PASSAGE PROVIDED
>>>
Like in Taiwan, people’s cancer rate was 90% below the normal expected in the surrounding areas, so I think that by just making people afraid of radiation, which by the way is the easiest thing in the world to measure with an instrument, they’re depriving themselves of some very great benefits. Not just nuclear energy, but medical applications.

Jason:
Oh right, yeah, no, I definitely agree. I mean, fear mongering can definitely hurt in so many ways. Your point is well taken and duly noted there. So, let’s talk about terrorism and that threat. Should the government be doing something that they’re not doing, should we have shelters, you know, what concerns are going on in that side of the Civil Defense side.

Jane:
Well, nothing. Our Civil Defense program was almost completely dismantled in the 1990s, the radiation meters were maintained for many years for junks. I got the Arizona supply and other private people got some of the other supplies, but the rest I think were just dumped in a landfill and they were not replaced with anything. So, if they were a serious incident like a nuclear detonation like some of those nuclear weapons that are proliferating all over the world, we are largely unprepared to measure what the threat is.
<<<
RECORDS SUPPLIED
>>>
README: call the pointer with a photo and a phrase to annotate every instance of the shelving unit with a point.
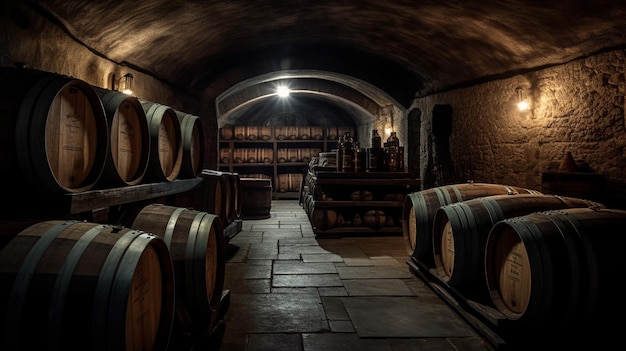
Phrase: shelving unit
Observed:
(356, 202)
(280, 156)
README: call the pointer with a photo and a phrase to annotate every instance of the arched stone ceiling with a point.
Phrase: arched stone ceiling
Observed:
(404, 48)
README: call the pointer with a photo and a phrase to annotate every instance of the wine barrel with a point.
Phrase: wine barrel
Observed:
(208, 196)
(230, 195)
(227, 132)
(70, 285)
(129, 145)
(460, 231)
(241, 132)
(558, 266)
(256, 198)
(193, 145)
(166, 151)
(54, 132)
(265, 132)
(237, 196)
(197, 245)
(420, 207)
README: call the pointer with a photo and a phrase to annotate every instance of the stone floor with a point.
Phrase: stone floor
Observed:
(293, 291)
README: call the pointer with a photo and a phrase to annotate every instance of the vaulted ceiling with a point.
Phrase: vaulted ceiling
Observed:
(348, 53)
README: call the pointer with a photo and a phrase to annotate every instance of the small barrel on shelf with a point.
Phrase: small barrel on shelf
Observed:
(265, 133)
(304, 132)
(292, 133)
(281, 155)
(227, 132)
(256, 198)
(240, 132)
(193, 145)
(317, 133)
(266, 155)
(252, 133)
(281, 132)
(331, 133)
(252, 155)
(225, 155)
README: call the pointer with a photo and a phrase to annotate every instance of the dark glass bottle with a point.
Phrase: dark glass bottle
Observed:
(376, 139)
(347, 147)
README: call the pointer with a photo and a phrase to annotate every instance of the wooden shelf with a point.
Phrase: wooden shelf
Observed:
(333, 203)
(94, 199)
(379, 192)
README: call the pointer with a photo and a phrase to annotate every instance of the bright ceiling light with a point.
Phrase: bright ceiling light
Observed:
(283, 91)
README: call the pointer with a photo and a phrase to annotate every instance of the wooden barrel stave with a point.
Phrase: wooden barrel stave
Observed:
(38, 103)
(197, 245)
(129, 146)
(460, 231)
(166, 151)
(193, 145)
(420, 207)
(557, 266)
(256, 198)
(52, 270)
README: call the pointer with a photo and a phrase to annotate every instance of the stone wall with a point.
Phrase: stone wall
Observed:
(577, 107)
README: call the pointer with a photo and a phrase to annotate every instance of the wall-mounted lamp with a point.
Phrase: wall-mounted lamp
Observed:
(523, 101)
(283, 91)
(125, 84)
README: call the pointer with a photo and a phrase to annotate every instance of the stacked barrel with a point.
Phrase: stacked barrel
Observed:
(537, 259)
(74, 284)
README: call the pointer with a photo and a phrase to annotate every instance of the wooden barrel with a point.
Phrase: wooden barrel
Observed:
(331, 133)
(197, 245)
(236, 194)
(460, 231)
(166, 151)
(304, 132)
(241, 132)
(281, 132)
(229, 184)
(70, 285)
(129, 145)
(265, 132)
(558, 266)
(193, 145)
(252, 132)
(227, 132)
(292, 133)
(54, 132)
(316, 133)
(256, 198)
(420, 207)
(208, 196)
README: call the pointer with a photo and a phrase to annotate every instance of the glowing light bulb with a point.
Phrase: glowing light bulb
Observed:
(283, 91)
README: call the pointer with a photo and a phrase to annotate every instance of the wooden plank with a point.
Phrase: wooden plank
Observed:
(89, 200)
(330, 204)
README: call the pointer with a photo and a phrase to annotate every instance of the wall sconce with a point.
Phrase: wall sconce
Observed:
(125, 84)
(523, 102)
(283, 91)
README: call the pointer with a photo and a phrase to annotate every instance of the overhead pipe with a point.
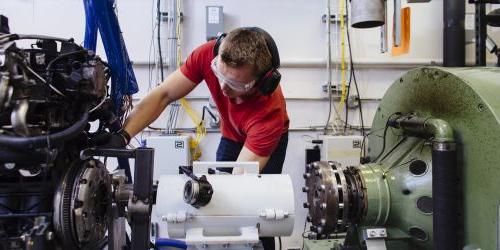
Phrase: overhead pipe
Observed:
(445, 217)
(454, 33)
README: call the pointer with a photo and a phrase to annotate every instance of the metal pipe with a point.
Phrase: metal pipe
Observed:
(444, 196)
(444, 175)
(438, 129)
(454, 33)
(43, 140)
<<<
DIRECTIONS
1. According to the interview excerpt, in what decade was the Civil Defense program almost completely dismantled?
2. Extend the interview excerpt, starting immediately after its final sentence about being largely unprepared to measure the threat.
The entries have no role in this work.

PER-TASK OUTPUTS
1. The 1990s.

2.
Jason:
What should we be doing about that? Do we have to take matters into our hands? I mean, should everybody own a Geiger counter?

Jane:
I think people should seriously look into having some instruments. There are now things called Sirad that have a chemical compound that changes color permanent when exposed to radiation. You can get those for about $30. We’ve been trying to distribute things like this to first responders, fire fighters and police, so that they can inform people that the risk is nothing to panic about and they should go to work or if there is something of a risk, they should shelter in place, but people should not be going nuts over fear of radiation when it cane be easily measured and very often it’ll be shown to be a level that’s not going to make them sick.

Jason:
They are like little stickers. You can just stick them on thing and they have that little radiation…

Jane:
Yes, they did make stickers. Stickers were available, one time, I think some of those are still available, but they also have things that look like a credit card that have a little scale on them and a sensor that changes color under exposure. My change color a little bit just going through airport x-rays frequently.

Jason:
And TSA, whenever you complain about that they tell you it’s not radiation, well, what is it? I mean, you’re some how seeing through my clothing.

Jane:
Well, I think from those scanners, it really is insignificant. My card goes through on the conveyer belt and, yeah, there is certainly a higher dose of radiation that they use on your bag.

Jason:
I love to see a study on TSA employees who are near that equipment all day long. It’s just always on, you know, an 8 hour shift, 5 days a week, you know, someone should do a study on that if their cancer rates are higher or if there are any other effects.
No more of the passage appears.